Directions: Reproduce the closing run of lines below verbatim, from the line that contains "Where can you see the building balcony" up to and including the final line.

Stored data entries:
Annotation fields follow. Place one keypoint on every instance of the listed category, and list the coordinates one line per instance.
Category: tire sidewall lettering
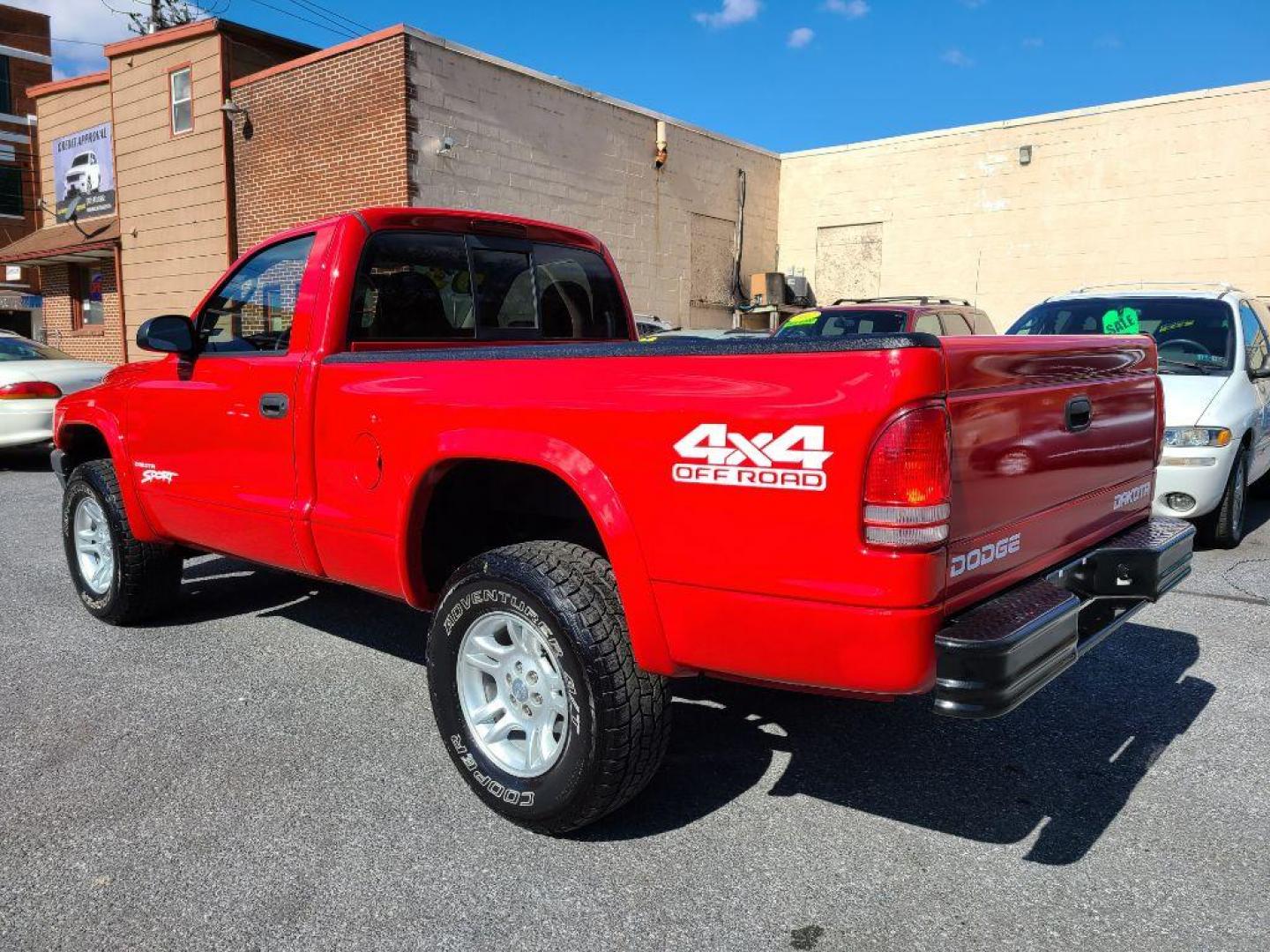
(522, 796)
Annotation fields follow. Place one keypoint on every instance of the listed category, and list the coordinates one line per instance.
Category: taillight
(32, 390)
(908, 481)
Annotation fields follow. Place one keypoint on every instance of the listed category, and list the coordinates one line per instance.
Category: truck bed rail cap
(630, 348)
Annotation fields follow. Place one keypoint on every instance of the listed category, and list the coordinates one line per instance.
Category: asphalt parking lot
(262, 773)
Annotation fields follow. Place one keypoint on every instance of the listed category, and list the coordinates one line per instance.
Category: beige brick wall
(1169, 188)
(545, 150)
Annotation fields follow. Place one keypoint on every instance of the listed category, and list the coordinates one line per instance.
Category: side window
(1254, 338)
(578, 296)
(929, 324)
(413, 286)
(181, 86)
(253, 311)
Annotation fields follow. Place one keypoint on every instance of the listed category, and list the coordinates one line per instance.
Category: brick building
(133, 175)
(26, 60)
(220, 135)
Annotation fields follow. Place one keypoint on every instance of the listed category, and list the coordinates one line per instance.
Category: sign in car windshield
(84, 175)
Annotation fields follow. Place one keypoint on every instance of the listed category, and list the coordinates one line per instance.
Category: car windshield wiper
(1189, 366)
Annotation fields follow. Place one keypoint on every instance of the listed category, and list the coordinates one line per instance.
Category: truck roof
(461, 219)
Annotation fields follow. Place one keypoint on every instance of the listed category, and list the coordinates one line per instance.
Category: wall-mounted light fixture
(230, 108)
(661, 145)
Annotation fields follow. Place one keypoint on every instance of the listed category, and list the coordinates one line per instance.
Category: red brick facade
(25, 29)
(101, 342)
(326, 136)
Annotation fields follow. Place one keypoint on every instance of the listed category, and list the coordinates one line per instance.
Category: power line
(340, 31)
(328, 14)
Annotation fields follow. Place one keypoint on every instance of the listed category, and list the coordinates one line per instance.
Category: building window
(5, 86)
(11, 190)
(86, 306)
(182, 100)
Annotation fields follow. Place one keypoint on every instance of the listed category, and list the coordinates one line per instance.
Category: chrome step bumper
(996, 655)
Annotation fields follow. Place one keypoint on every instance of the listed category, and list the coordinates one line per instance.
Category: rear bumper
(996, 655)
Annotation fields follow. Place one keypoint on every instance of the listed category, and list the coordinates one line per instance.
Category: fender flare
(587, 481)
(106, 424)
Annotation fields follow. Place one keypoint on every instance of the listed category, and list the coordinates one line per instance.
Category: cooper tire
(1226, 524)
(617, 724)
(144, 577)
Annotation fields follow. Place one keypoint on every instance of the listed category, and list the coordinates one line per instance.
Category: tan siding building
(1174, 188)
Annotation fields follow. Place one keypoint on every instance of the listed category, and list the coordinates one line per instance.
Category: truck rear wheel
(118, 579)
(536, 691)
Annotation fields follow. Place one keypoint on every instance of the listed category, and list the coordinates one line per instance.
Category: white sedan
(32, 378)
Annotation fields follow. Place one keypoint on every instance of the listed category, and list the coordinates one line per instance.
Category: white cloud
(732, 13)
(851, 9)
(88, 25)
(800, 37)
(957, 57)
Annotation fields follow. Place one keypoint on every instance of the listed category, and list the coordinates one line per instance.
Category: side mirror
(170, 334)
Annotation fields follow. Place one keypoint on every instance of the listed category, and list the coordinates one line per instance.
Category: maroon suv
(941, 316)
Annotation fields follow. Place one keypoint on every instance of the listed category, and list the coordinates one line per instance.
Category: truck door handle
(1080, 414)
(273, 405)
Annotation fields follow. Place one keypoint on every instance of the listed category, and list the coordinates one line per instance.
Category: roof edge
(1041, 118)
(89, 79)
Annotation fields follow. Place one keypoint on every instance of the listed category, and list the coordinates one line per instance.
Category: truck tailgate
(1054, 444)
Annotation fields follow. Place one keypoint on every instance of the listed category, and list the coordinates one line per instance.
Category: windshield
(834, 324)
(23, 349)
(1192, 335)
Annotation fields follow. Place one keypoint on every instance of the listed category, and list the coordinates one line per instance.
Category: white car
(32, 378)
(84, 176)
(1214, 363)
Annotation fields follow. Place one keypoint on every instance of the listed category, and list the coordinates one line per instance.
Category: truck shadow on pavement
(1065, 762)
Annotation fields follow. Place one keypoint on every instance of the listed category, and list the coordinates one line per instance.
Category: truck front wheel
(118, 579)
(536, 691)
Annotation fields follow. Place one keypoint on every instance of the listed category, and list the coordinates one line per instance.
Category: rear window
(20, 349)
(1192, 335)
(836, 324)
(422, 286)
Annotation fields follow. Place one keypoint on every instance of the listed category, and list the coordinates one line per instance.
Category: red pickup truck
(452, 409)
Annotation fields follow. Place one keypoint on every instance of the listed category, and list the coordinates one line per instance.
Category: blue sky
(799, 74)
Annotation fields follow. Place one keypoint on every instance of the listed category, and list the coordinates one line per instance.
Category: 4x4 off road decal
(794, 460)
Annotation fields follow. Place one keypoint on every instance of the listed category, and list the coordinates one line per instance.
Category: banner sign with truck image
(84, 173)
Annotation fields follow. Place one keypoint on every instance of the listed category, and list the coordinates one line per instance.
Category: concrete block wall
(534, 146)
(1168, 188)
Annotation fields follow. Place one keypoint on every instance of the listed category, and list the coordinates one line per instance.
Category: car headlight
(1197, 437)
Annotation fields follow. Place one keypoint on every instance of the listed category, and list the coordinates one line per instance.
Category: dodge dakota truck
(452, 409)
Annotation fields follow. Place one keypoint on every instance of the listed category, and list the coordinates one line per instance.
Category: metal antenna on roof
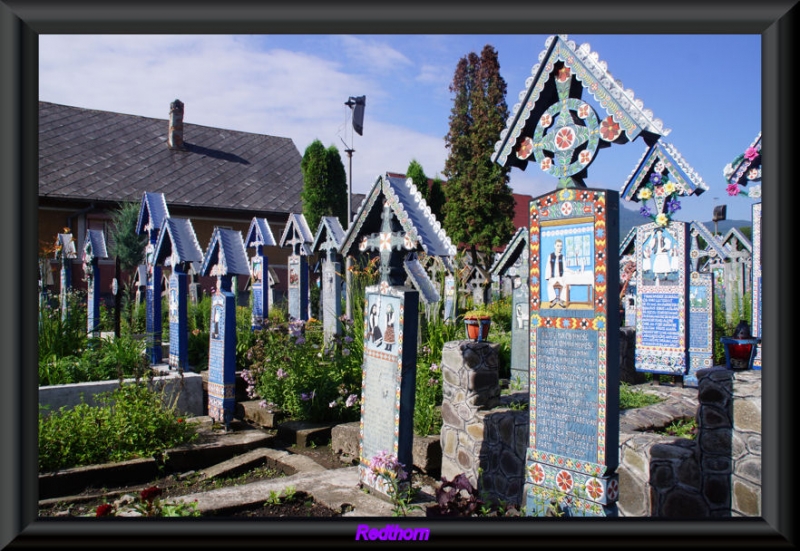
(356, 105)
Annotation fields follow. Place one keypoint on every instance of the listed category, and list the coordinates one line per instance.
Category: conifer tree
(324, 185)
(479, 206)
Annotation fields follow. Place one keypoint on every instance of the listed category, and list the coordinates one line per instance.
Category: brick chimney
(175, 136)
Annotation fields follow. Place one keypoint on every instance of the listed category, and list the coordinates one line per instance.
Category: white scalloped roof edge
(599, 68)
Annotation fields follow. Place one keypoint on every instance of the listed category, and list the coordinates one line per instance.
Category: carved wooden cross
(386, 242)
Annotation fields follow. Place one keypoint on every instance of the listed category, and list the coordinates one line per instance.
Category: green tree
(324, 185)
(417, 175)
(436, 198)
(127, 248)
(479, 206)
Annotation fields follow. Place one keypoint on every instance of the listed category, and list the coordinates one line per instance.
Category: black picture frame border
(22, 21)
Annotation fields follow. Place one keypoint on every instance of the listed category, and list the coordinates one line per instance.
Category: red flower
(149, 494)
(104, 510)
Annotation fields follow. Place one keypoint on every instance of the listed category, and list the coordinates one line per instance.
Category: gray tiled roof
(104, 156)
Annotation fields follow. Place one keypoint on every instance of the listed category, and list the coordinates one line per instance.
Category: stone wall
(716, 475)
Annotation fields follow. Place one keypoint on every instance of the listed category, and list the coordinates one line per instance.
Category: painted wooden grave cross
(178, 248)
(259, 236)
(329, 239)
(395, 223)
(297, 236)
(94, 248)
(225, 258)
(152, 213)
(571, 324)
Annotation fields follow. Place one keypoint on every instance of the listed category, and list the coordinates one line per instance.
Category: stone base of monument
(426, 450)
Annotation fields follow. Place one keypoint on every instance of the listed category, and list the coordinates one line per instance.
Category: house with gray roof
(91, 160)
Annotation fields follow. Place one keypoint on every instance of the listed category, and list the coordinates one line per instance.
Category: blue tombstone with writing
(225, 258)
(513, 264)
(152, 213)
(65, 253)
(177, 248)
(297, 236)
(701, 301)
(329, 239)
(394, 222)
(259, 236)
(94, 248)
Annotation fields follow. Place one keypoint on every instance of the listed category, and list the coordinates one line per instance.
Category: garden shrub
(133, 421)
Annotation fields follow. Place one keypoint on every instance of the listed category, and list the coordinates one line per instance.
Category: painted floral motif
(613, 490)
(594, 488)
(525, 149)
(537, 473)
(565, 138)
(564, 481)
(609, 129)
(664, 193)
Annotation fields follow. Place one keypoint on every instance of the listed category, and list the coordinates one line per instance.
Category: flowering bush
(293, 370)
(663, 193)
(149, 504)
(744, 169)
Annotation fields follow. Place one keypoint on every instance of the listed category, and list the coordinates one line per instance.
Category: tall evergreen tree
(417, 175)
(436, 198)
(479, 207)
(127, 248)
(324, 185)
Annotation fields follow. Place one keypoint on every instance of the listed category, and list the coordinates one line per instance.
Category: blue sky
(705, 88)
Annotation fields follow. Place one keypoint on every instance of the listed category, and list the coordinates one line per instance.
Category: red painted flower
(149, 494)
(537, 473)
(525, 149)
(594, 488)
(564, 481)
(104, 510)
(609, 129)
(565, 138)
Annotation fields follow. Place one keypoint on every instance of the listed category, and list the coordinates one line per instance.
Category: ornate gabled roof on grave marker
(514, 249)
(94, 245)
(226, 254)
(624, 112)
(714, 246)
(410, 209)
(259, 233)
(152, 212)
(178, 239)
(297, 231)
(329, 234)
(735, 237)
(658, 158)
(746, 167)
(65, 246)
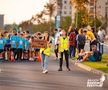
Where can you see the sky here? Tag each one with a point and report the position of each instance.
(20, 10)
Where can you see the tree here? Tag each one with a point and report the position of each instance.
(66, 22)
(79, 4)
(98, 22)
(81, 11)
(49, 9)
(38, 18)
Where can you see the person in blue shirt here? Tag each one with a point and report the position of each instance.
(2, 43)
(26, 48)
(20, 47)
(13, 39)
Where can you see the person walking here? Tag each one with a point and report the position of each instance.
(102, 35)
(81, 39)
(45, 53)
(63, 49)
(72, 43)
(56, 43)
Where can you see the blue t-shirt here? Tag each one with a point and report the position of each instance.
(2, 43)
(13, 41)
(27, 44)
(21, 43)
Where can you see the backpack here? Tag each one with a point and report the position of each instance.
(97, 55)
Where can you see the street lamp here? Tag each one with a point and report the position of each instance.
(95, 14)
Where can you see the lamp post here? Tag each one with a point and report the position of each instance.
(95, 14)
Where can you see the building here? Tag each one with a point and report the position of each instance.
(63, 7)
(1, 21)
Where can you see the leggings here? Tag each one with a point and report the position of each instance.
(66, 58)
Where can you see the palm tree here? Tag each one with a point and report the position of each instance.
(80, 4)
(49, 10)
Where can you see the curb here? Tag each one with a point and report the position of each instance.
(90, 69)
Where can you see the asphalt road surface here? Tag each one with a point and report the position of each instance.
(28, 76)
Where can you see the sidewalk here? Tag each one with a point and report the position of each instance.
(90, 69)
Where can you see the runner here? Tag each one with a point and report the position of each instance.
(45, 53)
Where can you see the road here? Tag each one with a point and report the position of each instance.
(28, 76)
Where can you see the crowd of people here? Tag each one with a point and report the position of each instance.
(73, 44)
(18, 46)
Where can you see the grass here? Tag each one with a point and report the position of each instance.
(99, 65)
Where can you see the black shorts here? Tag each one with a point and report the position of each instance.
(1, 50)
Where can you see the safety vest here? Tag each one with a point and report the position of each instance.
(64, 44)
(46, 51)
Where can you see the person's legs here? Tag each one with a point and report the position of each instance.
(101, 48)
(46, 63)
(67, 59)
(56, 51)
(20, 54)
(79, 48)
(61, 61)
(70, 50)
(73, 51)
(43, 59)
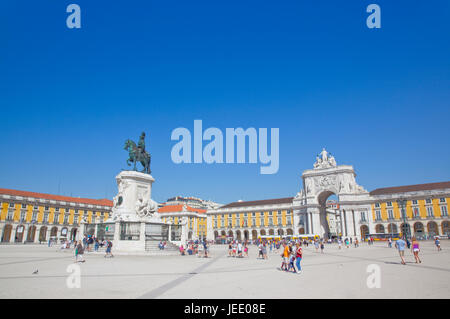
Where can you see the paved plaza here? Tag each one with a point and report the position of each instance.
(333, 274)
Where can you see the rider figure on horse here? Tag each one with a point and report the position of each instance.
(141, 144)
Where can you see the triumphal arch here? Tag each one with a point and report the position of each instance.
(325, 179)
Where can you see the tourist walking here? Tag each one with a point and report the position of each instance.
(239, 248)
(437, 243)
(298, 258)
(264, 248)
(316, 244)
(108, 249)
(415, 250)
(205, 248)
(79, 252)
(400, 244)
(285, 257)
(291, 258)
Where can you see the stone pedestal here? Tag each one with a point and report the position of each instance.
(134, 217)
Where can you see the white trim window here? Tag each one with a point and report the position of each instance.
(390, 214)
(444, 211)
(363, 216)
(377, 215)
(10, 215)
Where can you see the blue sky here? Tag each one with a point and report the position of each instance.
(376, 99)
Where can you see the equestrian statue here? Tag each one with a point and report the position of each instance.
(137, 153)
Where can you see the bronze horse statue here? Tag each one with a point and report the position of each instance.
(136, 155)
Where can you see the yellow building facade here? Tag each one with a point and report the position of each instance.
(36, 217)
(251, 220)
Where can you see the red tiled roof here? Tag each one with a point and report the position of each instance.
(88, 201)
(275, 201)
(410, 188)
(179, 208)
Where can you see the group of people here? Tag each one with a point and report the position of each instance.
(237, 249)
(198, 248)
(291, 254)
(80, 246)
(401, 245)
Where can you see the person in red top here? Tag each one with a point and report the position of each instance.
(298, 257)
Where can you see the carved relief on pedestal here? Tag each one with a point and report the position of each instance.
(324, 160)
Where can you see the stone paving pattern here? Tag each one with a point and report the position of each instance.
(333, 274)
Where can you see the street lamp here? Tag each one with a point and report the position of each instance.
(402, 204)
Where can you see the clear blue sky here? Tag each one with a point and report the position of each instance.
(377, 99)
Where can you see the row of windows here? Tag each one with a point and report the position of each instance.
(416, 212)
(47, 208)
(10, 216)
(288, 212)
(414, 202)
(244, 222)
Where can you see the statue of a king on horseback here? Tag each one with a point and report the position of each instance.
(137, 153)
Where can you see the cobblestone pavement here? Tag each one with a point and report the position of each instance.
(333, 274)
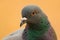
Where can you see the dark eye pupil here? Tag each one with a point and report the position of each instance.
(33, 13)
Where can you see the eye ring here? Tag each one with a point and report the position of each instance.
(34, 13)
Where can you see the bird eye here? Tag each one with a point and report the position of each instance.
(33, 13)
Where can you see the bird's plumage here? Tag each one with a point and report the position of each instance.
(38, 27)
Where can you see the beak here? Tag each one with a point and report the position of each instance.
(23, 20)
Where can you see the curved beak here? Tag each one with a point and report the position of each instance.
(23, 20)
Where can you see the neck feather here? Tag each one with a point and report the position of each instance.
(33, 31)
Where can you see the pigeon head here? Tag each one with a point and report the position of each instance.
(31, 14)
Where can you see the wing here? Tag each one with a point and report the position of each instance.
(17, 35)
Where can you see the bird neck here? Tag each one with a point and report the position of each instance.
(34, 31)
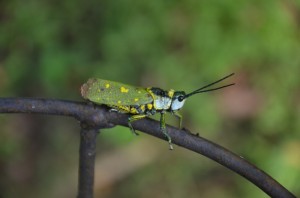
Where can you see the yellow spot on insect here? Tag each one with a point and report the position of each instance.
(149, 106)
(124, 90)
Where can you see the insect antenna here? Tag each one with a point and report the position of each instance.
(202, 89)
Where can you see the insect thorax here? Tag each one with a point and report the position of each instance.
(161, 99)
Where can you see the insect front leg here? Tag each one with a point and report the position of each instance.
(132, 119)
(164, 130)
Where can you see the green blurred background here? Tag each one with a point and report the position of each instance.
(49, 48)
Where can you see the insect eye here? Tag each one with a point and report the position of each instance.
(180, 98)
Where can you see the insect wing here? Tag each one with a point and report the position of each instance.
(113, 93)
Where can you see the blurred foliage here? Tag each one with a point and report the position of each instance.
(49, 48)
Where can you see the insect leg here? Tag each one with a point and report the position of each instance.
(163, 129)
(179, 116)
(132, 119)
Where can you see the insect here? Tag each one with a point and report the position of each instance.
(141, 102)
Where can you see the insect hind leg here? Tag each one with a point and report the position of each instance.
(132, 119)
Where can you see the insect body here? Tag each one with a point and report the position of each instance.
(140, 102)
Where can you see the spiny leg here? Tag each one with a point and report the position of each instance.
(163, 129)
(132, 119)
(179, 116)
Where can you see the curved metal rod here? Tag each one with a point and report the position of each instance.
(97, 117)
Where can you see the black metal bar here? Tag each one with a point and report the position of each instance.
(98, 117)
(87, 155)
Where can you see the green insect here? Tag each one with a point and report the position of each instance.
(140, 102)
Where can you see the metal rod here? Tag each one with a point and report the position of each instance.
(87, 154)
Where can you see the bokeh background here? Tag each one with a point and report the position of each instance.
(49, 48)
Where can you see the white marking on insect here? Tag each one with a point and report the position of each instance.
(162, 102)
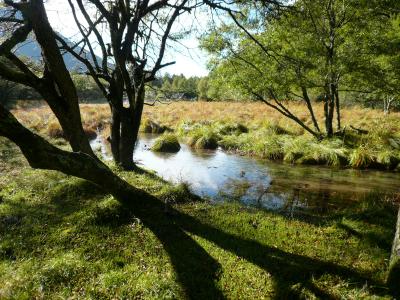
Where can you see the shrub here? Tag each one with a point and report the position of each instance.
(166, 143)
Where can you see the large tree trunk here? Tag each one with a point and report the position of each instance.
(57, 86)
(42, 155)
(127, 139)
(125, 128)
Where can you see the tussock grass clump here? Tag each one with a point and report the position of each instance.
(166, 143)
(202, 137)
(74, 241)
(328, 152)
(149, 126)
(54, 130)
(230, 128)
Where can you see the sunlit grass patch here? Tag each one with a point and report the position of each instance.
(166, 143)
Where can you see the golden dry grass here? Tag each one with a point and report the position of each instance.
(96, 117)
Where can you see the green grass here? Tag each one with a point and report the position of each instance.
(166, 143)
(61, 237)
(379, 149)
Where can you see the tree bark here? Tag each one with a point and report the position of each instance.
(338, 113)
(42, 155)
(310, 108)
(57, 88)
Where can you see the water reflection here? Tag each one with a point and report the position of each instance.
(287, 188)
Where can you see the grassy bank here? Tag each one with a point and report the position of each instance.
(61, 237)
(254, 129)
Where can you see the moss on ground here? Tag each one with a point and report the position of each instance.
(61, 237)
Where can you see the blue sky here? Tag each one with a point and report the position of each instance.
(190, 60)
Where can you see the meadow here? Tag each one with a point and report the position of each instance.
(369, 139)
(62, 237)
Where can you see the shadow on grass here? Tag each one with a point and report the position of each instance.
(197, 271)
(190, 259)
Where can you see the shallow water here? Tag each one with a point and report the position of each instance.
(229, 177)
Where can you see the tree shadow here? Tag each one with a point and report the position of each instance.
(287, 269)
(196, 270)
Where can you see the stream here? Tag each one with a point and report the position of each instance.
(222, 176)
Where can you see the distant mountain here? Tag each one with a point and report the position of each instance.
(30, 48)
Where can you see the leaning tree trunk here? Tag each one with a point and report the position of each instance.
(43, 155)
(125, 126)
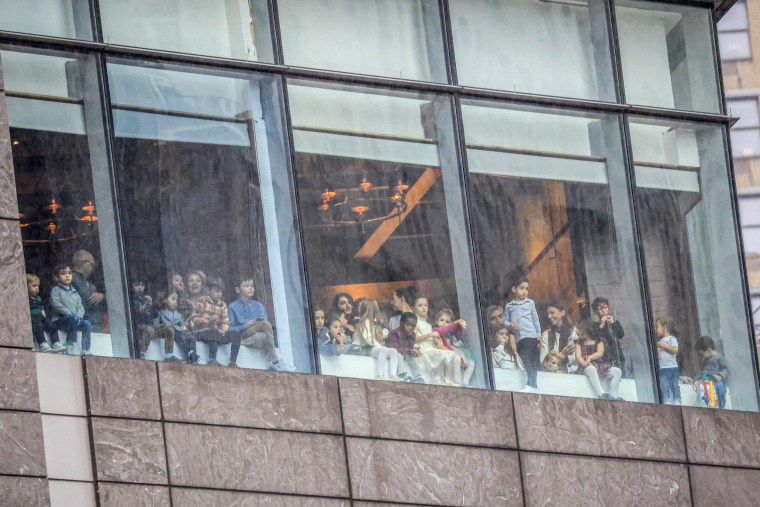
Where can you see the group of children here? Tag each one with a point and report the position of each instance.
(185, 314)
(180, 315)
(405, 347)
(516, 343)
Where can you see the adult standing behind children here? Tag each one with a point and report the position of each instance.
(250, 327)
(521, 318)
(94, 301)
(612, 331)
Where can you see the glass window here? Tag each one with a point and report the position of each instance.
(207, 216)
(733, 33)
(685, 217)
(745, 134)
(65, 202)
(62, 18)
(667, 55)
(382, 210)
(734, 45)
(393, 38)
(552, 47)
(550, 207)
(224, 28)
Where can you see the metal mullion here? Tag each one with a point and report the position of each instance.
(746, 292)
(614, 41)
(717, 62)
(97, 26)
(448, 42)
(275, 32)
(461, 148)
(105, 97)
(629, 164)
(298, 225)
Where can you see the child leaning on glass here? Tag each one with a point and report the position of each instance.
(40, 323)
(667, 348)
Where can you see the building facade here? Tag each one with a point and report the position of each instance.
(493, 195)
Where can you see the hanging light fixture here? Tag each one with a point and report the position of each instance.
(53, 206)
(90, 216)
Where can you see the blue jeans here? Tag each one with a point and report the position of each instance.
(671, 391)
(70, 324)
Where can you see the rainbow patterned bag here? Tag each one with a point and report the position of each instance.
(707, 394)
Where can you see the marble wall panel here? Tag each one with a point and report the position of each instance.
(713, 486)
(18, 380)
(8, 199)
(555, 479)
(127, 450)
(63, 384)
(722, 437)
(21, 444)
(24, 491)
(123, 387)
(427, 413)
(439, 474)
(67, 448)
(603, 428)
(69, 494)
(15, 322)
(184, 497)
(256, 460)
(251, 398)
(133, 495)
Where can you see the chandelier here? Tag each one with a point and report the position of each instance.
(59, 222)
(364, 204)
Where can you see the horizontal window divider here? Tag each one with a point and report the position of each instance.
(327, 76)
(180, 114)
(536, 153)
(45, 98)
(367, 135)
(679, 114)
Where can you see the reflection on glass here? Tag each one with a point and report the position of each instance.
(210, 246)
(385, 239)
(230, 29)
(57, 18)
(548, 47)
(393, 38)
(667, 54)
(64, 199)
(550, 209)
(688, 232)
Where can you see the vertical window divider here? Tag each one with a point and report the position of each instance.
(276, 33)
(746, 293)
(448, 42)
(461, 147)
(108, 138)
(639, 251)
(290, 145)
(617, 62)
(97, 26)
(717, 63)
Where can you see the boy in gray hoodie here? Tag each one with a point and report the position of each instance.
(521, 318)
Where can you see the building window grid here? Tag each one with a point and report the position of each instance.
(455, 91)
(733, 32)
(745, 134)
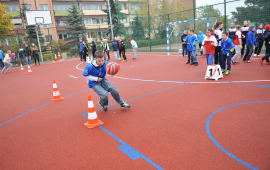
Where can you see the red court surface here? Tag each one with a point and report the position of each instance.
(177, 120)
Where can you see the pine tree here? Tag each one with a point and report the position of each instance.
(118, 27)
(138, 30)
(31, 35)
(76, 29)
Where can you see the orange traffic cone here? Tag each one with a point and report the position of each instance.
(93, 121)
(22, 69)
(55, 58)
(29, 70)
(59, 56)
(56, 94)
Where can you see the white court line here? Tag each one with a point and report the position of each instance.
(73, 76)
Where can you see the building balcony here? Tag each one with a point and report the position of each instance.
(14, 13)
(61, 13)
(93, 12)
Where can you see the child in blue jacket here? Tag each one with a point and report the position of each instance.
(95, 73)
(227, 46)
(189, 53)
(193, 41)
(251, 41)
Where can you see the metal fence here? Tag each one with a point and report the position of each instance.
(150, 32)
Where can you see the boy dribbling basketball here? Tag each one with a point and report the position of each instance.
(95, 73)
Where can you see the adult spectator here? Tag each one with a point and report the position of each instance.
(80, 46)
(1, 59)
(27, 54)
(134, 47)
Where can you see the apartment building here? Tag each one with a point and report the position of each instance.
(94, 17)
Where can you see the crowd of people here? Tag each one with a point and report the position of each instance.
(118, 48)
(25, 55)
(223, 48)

Answer box:
Where can you see the building balcony here? Tag each one with a point and report the position of each instance.
(14, 13)
(61, 13)
(93, 12)
Where can you see the child in blue jacket here? Tag each one with a point and report the position of each instance.
(95, 73)
(227, 46)
(189, 53)
(193, 41)
(251, 41)
Where can you see the metal fence here? Tag each one with a point and report the position of each instance.
(150, 32)
Where can you see the boy dribbling basketball here? Tag each one with a point and report the position of each instance.
(95, 73)
Where can you see the adult spectator here? Tag each one with a point and report the position of each instance.
(80, 46)
(1, 59)
(27, 54)
(134, 47)
Where can you see the apartment building here? Tag each one with a point and report the position of each instance.
(94, 17)
Where can you see the crowd of people here? Tag each one with a point and report the position of each instance.
(118, 48)
(25, 55)
(223, 48)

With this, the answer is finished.